## REQUIRED WORK:
#1 From the text on Pink Floyd's rehearsals, list every song that the text says grew out of earlier, unused or leftover material.
#2 Write out the passage of the text on Pink Floyd's rehearsals starting at "Three days before" and ending at "the Fillmore East.".

The band set up in a dingy warehouse in South Bermondsey in London owned by the Rolling Stones , before relocating to a friendlier rehearsal space in West Hampstead, and spent three weeks knocking the songs into shape. They reached back to previous albums to find ideas that had been overlooked or rejected for whatever reason. 

Breathe was taken from an unused idea for a soundtrack Waters had worked on with avant garde composer Ron Geesin for a film called The Body ; Brain Damage was left over from Meddle ; Us And Them was salvaged from recording sessions for the soundtrack to the film Zabriskie Point ; On The Run grew out of a jam by Wright and David Gilmour; The Great Gig In The Sky was a Wright piano solo to which they added some pre-recorded tapes of The Lord’s Prayer and of philosopher Malcolm Muggeridge in full rant. 

Money , on the other hand, was a brand new song. And according to Mason, “when Roger wrote it, it more or less came together on the first day."

Waters took charge of writing the lyrics for the songs, describing them as “more literal in concept, not as abstract as the things we’ve done before”. The band even came up with a collective title, Dark Side Of The Moon , before discovering that British blues-rock band Medicine Head had just released an album with that title. Instead they retitled the songs Eclipse , although ironically the song of that title did not emerge until later.

Pink Floyd onstage

Three days before the tour was due to start, the band transferred to London’s Rainbow Theatre where they worked up a full show using the nine tons of sound and lighting equipment that they were now carrying around with them. Significantly, they had a new lighting director, Arthur Max, who they had lured over from the New York venue the Fillmore East.

## RECORDS:

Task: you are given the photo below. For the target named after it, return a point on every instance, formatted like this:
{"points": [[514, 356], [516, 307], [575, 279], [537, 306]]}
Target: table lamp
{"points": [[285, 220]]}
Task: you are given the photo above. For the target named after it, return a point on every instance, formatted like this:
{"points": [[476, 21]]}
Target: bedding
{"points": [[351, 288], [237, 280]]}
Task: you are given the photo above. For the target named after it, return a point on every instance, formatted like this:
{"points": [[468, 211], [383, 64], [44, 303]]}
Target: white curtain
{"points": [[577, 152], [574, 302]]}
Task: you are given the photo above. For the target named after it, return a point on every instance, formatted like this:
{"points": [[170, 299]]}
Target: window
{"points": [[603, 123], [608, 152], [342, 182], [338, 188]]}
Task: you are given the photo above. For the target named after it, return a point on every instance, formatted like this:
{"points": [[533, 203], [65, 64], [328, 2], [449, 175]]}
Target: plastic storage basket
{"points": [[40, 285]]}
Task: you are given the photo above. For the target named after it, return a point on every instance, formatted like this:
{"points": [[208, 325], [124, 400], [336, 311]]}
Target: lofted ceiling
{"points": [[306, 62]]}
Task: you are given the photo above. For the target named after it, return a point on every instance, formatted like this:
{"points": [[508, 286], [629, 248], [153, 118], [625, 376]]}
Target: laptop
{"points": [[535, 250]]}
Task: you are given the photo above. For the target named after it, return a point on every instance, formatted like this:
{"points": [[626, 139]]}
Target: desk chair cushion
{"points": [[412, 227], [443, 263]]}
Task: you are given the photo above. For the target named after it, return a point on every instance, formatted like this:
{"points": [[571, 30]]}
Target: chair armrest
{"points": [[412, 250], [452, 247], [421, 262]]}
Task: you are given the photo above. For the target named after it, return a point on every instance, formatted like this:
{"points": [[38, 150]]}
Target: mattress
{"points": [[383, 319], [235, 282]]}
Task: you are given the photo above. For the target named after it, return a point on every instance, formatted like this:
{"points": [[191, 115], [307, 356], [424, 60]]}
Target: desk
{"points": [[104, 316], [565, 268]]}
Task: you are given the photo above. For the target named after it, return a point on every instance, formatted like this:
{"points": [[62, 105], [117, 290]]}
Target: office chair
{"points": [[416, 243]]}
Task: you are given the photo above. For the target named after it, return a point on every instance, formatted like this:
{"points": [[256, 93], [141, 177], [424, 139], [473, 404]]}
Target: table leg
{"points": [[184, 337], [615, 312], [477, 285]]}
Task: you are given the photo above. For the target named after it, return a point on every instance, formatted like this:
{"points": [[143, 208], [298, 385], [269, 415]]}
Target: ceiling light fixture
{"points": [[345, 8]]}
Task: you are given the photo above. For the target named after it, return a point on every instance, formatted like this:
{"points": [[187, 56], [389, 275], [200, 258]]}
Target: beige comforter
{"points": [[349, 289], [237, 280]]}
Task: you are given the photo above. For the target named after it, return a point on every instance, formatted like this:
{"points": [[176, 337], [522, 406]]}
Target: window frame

## ANSWERS FOR THIS EXERCISE:
#1
Breathe
Brain Damage
Us And Them
On The Run
The Great Gig In The Sky

#2
Three days before the tour was due to start, the band transferred to London’s Rainbow Theatre where they worked up a full show using the nine tons of sound and lighting equipment that they were now carrying around with them. Significantly, they had a new lighting director, Arthur Max, who they had lured over from the New York venue the Fillmore East.